◆ **Aim of the task**: Print out each entry below exactly, please.

◆ **Raw records**:
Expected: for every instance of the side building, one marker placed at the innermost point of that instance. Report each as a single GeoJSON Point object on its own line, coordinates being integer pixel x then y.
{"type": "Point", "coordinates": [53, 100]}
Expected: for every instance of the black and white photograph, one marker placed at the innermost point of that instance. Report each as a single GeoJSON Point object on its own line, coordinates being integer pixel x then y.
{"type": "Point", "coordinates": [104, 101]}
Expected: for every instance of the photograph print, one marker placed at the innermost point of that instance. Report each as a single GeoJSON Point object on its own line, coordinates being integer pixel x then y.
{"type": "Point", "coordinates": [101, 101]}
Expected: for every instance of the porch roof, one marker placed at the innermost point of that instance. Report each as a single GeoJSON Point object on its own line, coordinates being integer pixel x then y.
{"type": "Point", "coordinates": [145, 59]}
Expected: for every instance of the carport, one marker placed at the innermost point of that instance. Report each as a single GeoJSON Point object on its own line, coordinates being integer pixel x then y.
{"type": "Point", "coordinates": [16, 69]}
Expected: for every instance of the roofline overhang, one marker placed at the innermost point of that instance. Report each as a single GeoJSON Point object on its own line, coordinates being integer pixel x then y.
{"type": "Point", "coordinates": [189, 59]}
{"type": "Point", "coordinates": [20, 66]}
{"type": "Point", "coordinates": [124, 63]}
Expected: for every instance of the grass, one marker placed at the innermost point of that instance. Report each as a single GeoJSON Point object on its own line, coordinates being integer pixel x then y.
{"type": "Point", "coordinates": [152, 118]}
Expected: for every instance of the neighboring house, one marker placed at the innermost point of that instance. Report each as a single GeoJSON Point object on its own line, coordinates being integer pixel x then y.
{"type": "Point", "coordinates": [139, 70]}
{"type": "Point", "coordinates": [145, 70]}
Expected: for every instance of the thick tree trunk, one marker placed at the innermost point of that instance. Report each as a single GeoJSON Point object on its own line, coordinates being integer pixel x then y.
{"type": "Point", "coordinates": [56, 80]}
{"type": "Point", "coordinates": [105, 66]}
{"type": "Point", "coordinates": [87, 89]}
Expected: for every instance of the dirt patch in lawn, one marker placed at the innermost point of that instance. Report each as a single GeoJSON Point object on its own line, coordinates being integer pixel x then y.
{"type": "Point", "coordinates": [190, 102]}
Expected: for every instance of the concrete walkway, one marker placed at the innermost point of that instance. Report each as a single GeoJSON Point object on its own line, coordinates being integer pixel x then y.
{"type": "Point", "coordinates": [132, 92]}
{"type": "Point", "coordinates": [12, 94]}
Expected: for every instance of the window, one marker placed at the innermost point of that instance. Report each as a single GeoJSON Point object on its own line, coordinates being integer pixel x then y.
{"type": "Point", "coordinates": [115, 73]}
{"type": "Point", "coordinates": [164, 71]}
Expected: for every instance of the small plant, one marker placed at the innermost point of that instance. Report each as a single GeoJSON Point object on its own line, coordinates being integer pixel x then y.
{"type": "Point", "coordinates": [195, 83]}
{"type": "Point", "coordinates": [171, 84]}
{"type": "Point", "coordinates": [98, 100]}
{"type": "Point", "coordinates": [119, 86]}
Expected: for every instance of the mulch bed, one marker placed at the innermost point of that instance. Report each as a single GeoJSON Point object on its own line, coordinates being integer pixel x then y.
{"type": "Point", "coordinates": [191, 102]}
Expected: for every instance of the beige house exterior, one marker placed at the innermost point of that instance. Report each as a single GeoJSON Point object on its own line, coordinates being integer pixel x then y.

◆ **Solved problem**:
Expected: for every instance of the side building, one marker placed at the innermost point of that instance. Report each as a single GeoJSON Point object on its own line, coordinates being integer pixel x then y.
{"type": "Point", "coordinates": [53, 100]}
Expected: for every instance of the black and white photograph, one marker placed at the innermost point of that instance. Report each as a single GeoJSON Point object on its own line, coordinates being integer pixel x then y.
{"type": "Point", "coordinates": [104, 101]}
Expected: for every instance of the photograph print, one marker placed at the innermost point of that instance. Report each as a single GeoJSON Point object on its own line, coordinates being integer pixel x then y.
{"type": "Point", "coordinates": [101, 101]}
Expected: for every instance of the porch roof, one marker placed at the innermost point of that instance. Report each as a single GeoJSON Point object on its own line, coordinates being integer pixel x then y.
{"type": "Point", "coordinates": [145, 59]}
Expected: for every instance of the carport, one marker placed at the innermost point of that instance. Report each as a single GeoJSON Point object on its own line, coordinates being integer pixel x then y.
{"type": "Point", "coordinates": [16, 69]}
Expected: for every instance of the roofline overhang, one marker placed at the innermost point of that instance. Report each as a single GeoJSON Point object on its own line, coordinates being integer pixel x then y.
{"type": "Point", "coordinates": [189, 59]}
{"type": "Point", "coordinates": [20, 66]}
{"type": "Point", "coordinates": [124, 63]}
Expected: for every instance of the grass, one marker placed at the innermost point of that instance. Report each as a single GeoJSON Point object on its own line, coordinates being integer pixel x then y.
{"type": "Point", "coordinates": [152, 118]}
Expected: for every instance of the neighboring house, one marker placed at the innermost point of that instance. Report each as a single GeoJSON Point object on its own line, coordinates being integer pixel x then y.
{"type": "Point", "coordinates": [139, 70]}
{"type": "Point", "coordinates": [145, 70]}
Expected: for every instance of the thick tree trunk, one marker placed at the innermost point of that instance. Report each as a single GeoJSON Point object on its own line, coordinates being integer pixel x then y.
{"type": "Point", "coordinates": [56, 80]}
{"type": "Point", "coordinates": [105, 66]}
{"type": "Point", "coordinates": [87, 89]}
Expected: for every instance of the dirt patch in lawn, one marker placed at the innermost point of that instance. Report each as a single GeoJSON Point object on its own line, coordinates being integer pixel x then y.
{"type": "Point", "coordinates": [190, 102]}
Expected: for every instance of the concrete walkway, one marker placed at the innermost point of that instance. Report each as a single GeoJSON Point object on its own line, coordinates being integer pixel x then y.
{"type": "Point", "coordinates": [132, 92]}
{"type": "Point", "coordinates": [12, 94]}
Expected: for every instance of the window, one marker placed at the innermost point of that instance. Report each as a single GeoJSON Point object on its own line, coordinates being integer pixel x then y.
{"type": "Point", "coordinates": [115, 73]}
{"type": "Point", "coordinates": [164, 71]}
Expected: for every instance of the small plant, one marker placed at the innermost point of that instance. Report each as a single GeoJSON Point object on its own line, coordinates being integer pixel x then y.
{"type": "Point", "coordinates": [195, 83]}
{"type": "Point", "coordinates": [171, 84]}
{"type": "Point", "coordinates": [98, 100]}
{"type": "Point", "coordinates": [119, 86]}
Expected: for every instance of the mulch bed, one marker placed at the innermost point of that instance. Report each as a single GeoJSON Point object on its own line, coordinates being integer pixel x then y.
{"type": "Point", "coordinates": [191, 102]}
Expected: for every instance of the beige house exterior, one marker placed at the innermost point of that instance. Report each as a single GeoJSON Point object on its own line, coordinates being integer pixel x then y.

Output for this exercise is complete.